Source text

The most common thing I've seen is that freelancers will (as the situation calls for it) strike a deal with their client to carve out a feature as an independent SAAS, bill the customer a much reduced rate for that "set" of work and bring them on as the first "customer" of the SAAS so there's some social proof.
When you're exposed to a bigger set of problems, you're more likely to see something that you can provide a solution to. And when you see similar challenges happening again and again, you start to get a sense of what problems need a software solution. If only one client has a specific problem, it might not be amenable to a SaaS solution. But if you see the same problem occurring over and over across multiple clients, you might just have a good SaaS idea on your hands.
https://i.imgur.com/waRlW5h.mp4
https://i.imgur.com/rms768q.mp4
If you haven't had such thoughts yet, I'm sure others around you could make suggestions. You'll make even more money by building for a niche market that has been overlooked or underserved by technology companies. The more specific the market, the better, as these tend to be quite sticky.
Not sure you can go that far. The first part of your statement sounds reasonable though.
You don’t have to find a novel problem. Find a product that already exists and out-do them. If you can criticize a product, you can make a better version of it and create value for your customers.
Finding a novel problem also works but less often than going after an existing known problem with some unoptimized solutions out there.
The secret is to go out and make friends who work in different industries that are totally unrelated to your experience. The world is full of profitable niche industries that need custom solutions that software developers have no idea exist. The business and industrial world largely still runs on excel spreadsheets, emails and word docs. Those are all areas ripe for new products and many of the top companies in those niche areas have no idea how to apply technology to solve their problems more efficiently.
So why hasn’t supply met demand? Why isn’t the market working more efficiently?
There can be various explanations for that, obviously, including the lack of information you hint at (“secret”, “have no idea”), but Occam's Razor would suggest we examine the assumptions first.
I’m not so sure that there is such a strong demand side in this market.
Even though many software companies and startups are trying to push SaaS software "rental" terms, many of the market participants are looking for a one-time purchase more similar to "ownership"
I grew up in the mid-south and know of literally one or two other people that code.
I know live in a major metro area and still only know maybe 3 people that code. It is actually a rare skill.
At the same time, I can't even count how many contractors, real estate agents, sales and marketing, and doctors and lawyers that I know.
For ex, in multi-stakeholder industries like healthcare where the people who pay for a product often have incentives that conflict with the incentives of the user of a product, following the North Star of "making something people want" can lead you astray. So many digital health companies make products no one will pay for, or that end up in a narrow consumer lifestyle niche instead of actually improving healthcare in a meaningful way. A team of engineers / data scientists who "follow the user" isn't enough. It isn't even enough to focus on physicians. You really need to talk to administrators and see how the sausage is made
> The business and industrial world largely still runs on excel spreadsheets, emails and word docs. Those are all areas ripe for new products and many of the top companies in those niche areas have no idea how to apply technology to solve their problems more efficiently.
Spreadsheets are incredibly useful tools! They're general-purpose, easy to use and powerful. Millions of people use them for programming without even knowing it.
Email is still great for communicating! It's everywhere, it's easy to use and it's totally interoperable. How many startups are building decentralized communication tools right now? Email has been federated for decades.

Data listing
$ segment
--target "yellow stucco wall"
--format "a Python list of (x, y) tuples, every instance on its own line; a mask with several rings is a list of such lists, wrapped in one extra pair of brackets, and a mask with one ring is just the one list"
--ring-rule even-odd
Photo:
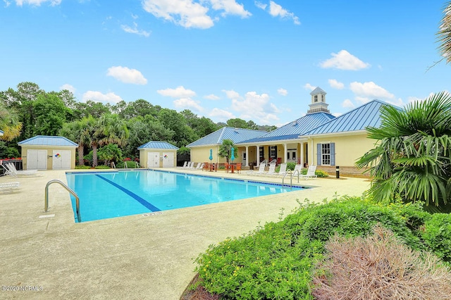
--
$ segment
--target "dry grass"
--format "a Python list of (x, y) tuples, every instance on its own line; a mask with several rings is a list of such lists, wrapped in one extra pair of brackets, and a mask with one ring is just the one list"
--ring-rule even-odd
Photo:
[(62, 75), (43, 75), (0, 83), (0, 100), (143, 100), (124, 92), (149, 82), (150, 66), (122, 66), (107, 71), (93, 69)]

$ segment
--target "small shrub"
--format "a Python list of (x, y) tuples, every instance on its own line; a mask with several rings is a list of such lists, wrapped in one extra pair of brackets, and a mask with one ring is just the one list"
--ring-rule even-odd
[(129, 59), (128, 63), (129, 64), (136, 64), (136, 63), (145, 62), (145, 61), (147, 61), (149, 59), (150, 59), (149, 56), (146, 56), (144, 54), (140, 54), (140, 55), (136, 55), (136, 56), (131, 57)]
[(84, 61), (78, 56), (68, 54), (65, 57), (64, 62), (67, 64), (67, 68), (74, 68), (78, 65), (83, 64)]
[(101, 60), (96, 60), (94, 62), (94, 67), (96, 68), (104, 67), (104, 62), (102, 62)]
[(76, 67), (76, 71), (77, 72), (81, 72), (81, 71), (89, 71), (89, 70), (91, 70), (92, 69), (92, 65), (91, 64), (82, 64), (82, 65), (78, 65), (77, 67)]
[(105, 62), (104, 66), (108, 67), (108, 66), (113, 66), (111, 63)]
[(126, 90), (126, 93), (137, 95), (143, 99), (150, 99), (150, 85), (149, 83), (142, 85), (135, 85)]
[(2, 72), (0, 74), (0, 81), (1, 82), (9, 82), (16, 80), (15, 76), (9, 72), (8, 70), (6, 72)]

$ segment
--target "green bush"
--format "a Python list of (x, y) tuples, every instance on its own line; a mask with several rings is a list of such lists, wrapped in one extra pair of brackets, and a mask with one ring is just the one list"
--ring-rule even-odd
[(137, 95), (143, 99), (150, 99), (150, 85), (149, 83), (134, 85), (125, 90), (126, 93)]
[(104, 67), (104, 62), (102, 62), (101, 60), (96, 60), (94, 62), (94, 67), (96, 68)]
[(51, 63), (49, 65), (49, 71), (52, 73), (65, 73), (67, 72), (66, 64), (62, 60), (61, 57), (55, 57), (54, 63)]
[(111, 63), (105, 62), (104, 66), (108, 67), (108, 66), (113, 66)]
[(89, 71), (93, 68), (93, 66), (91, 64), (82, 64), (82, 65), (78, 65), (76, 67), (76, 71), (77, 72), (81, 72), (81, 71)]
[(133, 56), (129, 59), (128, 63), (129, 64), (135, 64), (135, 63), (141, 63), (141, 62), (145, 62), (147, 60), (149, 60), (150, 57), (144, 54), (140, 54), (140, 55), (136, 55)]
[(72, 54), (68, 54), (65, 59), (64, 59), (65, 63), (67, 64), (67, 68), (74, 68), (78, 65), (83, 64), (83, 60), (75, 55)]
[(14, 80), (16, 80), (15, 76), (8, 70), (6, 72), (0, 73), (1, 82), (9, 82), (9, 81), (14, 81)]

Directives
- A) Could you transcribe the stretch of the SaaS discussion from "Finding a novel" through "working more efficiently?"?
- B) According to the SaaS discussion, which tools does the business and industrial world still largely run on? List them all.

The responses
- A)
Finding a novel problem also works but less often than going after an existing known problem with some unoptimized solutions out there.
The secret is to go out and make friends who work in different industries that are totally unrelated to your experience. The world is full of profitable niche industries that need custom solutions that software developers have no idea exist. The business and industrial world largely still runs on excel spreadsheets, emails and word docs. Those are all areas ripe for new products and many of the top companies in those niche areas have no idea how to apply technology to solve their problems more efficiently.
So why hasn’t supply met demand? Why isn’t the market working more efficiently?

- B)
- excel spreadsheets
- emails
- word docs